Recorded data
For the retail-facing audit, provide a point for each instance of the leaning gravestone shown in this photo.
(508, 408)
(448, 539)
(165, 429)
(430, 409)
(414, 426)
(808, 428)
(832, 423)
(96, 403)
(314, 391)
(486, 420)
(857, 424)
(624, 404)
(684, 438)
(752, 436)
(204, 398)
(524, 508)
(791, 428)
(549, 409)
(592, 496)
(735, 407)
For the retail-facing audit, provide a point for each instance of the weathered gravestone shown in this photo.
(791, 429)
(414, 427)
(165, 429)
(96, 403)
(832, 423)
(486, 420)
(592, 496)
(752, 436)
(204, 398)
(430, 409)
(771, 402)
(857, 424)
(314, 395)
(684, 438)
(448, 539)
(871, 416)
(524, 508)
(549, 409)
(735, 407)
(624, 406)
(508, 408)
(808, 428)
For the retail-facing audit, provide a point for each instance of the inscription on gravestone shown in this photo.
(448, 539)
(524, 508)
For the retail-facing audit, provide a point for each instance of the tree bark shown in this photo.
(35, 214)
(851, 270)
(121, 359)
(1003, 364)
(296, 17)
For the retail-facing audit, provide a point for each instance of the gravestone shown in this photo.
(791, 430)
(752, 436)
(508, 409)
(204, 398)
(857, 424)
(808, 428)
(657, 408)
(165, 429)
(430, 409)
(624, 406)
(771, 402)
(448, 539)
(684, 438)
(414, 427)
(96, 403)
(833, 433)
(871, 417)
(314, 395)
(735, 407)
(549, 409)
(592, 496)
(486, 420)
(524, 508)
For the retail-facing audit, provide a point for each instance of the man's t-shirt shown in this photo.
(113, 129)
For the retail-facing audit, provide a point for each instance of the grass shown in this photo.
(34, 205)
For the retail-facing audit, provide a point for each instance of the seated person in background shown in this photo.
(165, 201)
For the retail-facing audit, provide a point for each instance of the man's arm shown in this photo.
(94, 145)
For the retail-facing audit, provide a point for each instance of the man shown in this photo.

(GIVEN REQUEST) Output all of the records above again, line for line, without changing anything.

(EXPECTED ANSWER)
For the retail-facing audit, provide a point for each instance of the leaning gravestone shown in this photo.
(508, 408)
(448, 539)
(165, 429)
(430, 409)
(414, 426)
(808, 428)
(832, 423)
(96, 403)
(314, 391)
(486, 420)
(857, 424)
(624, 404)
(684, 438)
(752, 436)
(204, 398)
(524, 508)
(791, 428)
(549, 409)
(592, 496)
(735, 407)
For the retail-facing audit, provide a point for each instance of the weathered gravestone shown in this photo.
(791, 429)
(414, 427)
(165, 429)
(96, 403)
(832, 423)
(486, 420)
(592, 496)
(752, 436)
(204, 398)
(430, 409)
(771, 402)
(857, 424)
(314, 395)
(684, 438)
(448, 539)
(871, 416)
(524, 508)
(549, 409)
(735, 407)
(624, 406)
(508, 408)
(808, 428)
For the retail-facing audit, provide a point for each instance of the inscription on gravestone shown in this photo.
(448, 539)
(524, 508)
For the retail-facing audit, provide a point for each instance of the tree bark shown in this photo.
(35, 214)
(851, 270)
(121, 359)
(1003, 364)
(296, 17)
For the retail-facing audit, provide a point for each instance of the gravestone shown in this photo.
(791, 430)
(752, 436)
(508, 409)
(204, 398)
(857, 424)
(808, 428)
(657, 408)
(165, 429)
(430, 409)
(624, 406)
(771, 402)
(448, 539)
(684, 438)
(414, 427)
(96, 403)
(833, 433)
(871, 417)
(314, 395)
(735, 407)
(549, 409)
(592, 496)
(486, 420)
(524, 508)
For the retail-facing audit, provide a point for each instance of the man's t-shirt shown in this photo.
(113, 129)
For the retail-facing audit, provide a point for each instance of the grass shown in this photo.
(34, 205)
For the retail-facing audit, provide a point for each instance of the seated person in background shown in this photo.
(165, 201)
For the retail-facing audit, provide a point for each instance of the man's arm shown in this photo.
(94, 145)
For the retail-facing audit, provide a point for each instance of the man shown in this photo.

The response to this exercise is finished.